» PAGE EXTRACT
"""
Artwork by Dean Morrissey
 
 
 
     
 

Ben Franklin
by Dean Morrissey

 
     
 
 
 

Size: 40" x 30"
Medium: Oil on linen
Price: SOLD

 
     
 
 
     
     
  About the painting:  
     
 

Dean Morrissey’s portrait of Franklin depicts the great statesman with a few of his well known inventions and inquiries. Behind him is his Glass Armonica, a musical instrument comprised of thirty-seven glass bowls mounted horizontally on an iron spindle. The whole spindle turned by means of a foot pedal. The sound was produced by touching the rims of the bowls with water moistened fingers. Each rim was painted different color according to the pitch of the note.

He is working on is his map of the Gulf Stream, which he was the first to chart and name. He noticed that mail packets sailing from England would often take weeks more to make the same trip as a merchant vessel. After consulting with experienced ship captains he created his chart so eastbound ships could avoid sailing against the three miles per hour current.
"""
» DATA
"""
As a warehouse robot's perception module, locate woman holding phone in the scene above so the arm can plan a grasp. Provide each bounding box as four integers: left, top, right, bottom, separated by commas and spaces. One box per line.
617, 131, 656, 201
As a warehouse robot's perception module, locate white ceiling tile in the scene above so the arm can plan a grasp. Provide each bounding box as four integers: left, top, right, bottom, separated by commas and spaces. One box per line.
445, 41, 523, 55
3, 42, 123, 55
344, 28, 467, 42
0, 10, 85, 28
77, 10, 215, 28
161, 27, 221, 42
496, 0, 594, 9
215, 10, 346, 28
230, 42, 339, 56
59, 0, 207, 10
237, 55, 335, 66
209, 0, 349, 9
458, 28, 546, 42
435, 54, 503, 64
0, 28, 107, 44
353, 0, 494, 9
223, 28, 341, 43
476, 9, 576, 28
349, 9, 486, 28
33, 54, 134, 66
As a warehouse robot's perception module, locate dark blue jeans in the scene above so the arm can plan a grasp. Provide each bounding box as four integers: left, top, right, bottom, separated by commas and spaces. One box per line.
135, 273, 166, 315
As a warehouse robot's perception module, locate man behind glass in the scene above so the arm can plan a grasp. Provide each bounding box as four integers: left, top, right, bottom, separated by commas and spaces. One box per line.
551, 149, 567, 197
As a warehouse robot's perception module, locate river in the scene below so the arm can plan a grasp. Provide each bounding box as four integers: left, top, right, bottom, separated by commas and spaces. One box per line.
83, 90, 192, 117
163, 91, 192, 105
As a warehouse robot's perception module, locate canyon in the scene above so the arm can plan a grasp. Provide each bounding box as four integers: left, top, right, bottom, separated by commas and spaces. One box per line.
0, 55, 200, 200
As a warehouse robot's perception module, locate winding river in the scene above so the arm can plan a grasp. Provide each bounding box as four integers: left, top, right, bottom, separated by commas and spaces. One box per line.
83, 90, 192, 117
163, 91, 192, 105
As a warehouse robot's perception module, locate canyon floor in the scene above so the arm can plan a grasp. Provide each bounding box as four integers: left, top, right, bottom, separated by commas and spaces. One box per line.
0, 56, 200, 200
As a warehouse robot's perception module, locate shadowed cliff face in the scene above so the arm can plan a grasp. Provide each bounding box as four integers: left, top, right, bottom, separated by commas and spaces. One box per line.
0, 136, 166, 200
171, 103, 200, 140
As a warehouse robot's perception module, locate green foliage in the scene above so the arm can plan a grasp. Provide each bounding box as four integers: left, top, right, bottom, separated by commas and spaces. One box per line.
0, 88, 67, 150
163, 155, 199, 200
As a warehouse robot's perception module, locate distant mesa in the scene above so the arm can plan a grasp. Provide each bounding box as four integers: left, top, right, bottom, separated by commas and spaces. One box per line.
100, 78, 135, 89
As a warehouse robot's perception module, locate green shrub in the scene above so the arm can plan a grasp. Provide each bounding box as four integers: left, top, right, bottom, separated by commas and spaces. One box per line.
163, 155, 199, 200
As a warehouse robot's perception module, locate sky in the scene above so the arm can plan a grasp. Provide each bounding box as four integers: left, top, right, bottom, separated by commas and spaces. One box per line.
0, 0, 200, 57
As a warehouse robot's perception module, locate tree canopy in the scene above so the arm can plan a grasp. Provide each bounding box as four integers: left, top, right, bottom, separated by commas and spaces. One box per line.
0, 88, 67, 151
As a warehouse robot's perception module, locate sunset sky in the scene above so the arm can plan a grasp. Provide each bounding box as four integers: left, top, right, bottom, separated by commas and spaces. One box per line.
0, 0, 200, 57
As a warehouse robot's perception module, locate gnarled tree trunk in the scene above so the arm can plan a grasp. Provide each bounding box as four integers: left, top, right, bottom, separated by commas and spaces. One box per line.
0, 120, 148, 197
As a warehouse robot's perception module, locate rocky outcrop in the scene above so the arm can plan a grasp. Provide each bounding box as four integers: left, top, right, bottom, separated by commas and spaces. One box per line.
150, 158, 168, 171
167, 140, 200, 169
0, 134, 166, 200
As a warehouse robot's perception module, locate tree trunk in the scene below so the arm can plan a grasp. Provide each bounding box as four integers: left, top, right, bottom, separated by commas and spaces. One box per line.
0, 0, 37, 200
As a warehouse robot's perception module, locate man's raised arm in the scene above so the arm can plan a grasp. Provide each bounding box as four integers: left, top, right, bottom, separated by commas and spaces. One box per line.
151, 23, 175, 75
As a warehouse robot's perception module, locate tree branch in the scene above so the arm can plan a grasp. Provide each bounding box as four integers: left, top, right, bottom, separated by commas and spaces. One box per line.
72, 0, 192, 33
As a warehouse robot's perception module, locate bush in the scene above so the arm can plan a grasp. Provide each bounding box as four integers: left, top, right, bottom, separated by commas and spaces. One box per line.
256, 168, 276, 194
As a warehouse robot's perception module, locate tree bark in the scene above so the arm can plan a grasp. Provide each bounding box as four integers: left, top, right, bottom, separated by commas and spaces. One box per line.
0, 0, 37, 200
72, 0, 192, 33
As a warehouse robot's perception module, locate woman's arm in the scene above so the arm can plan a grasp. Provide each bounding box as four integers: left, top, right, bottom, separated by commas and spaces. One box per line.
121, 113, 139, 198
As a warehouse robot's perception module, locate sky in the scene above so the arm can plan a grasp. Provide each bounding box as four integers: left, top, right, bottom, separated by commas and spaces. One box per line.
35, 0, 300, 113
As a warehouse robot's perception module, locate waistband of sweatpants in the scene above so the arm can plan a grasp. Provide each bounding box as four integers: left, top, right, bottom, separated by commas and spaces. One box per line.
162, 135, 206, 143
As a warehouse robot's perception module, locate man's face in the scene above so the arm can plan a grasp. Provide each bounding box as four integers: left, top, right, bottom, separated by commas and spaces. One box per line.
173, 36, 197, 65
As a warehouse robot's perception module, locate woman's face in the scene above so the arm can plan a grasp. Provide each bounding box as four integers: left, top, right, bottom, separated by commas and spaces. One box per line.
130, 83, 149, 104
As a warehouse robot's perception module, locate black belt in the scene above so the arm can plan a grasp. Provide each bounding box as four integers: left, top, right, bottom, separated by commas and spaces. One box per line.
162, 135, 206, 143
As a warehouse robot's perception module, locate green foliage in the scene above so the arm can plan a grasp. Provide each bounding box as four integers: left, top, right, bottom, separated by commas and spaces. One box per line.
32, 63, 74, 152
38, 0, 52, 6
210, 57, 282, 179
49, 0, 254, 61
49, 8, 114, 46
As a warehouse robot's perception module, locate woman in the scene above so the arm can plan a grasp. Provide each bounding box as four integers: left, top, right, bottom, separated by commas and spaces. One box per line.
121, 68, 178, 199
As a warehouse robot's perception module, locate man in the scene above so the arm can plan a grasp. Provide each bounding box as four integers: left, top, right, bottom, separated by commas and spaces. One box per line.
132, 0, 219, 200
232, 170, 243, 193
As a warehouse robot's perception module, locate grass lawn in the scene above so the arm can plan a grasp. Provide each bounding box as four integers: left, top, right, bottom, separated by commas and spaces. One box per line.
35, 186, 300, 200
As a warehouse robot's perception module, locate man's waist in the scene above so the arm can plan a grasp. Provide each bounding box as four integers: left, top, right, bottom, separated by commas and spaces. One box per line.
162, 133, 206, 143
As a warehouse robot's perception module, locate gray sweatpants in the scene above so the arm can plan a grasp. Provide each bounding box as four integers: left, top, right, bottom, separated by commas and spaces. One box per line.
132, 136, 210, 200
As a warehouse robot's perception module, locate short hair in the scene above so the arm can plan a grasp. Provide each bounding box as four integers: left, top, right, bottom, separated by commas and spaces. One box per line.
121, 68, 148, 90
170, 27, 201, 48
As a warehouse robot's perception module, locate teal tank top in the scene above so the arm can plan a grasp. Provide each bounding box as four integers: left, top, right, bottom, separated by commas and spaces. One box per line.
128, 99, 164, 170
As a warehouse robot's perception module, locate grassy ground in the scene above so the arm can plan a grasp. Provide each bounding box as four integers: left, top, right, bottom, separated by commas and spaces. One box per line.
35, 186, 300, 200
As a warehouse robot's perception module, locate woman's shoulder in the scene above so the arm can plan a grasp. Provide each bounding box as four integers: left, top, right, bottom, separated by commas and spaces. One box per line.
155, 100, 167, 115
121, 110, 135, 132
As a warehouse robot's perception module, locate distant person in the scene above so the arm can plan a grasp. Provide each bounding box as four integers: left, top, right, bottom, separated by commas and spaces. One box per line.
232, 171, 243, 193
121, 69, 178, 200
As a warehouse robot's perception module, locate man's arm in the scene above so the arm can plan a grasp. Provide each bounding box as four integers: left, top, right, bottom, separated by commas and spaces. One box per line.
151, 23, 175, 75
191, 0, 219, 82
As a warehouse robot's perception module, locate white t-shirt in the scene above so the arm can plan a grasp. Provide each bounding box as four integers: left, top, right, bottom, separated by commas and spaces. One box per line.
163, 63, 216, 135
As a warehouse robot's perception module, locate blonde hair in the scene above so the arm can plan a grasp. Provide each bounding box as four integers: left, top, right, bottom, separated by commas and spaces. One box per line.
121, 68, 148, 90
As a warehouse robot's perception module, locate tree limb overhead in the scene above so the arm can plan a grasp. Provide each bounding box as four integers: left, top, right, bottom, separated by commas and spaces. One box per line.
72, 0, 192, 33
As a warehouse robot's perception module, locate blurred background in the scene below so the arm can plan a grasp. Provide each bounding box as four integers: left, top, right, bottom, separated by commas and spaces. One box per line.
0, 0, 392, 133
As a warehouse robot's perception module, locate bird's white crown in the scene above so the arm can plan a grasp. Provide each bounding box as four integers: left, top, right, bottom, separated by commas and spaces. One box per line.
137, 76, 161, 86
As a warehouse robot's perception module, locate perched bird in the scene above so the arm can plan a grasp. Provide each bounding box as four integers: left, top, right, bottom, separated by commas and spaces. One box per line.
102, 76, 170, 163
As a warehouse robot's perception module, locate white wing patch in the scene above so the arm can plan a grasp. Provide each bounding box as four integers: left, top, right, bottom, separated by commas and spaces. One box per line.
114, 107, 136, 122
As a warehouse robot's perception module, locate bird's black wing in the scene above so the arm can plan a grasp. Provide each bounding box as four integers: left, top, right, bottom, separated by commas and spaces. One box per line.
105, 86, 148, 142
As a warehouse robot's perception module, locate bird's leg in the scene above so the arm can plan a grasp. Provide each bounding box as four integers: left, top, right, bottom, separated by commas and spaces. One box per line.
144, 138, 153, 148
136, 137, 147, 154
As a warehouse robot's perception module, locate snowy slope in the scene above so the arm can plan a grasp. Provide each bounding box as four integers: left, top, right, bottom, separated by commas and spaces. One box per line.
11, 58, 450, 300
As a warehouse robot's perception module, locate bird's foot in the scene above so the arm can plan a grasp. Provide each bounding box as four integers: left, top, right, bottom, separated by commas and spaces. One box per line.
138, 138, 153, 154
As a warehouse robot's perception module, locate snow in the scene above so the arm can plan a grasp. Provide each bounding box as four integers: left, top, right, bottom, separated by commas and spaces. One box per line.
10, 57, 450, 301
"""
» TASK DESCRIPTION
Please rewrite the Ben Franklin painting description starting at "Dean Morrissey’s portrait" and ending at "per hour current.", with "Glass Armonica" replaced by "glass harmonica".

» OUTPUT OF THE TASK
Dean Morrissey’s portrait of Franklin depicts the great statesman with a few of his well known inventions and inquiries. Behind him is his glass harmonica, a musical instrument comprised of thirty-seven glass bowls mounted horizontally on an iron spindle. The whole spindle turned by means of a foot pedal. The sound was produced by touching the rims of the bowls with water moistened fingers. Each rim was painted different color according to the pitch of the note.

He is working on is his map of the Gulf Stream, which he was the first to chart and name. He noticed that mail packets sailing from England would often take weeks more to make the same trip as a merchant vessel. After consulting with experienced ship captains he created his chart so eastbound ships could avoid sailing against the three miles per hour current.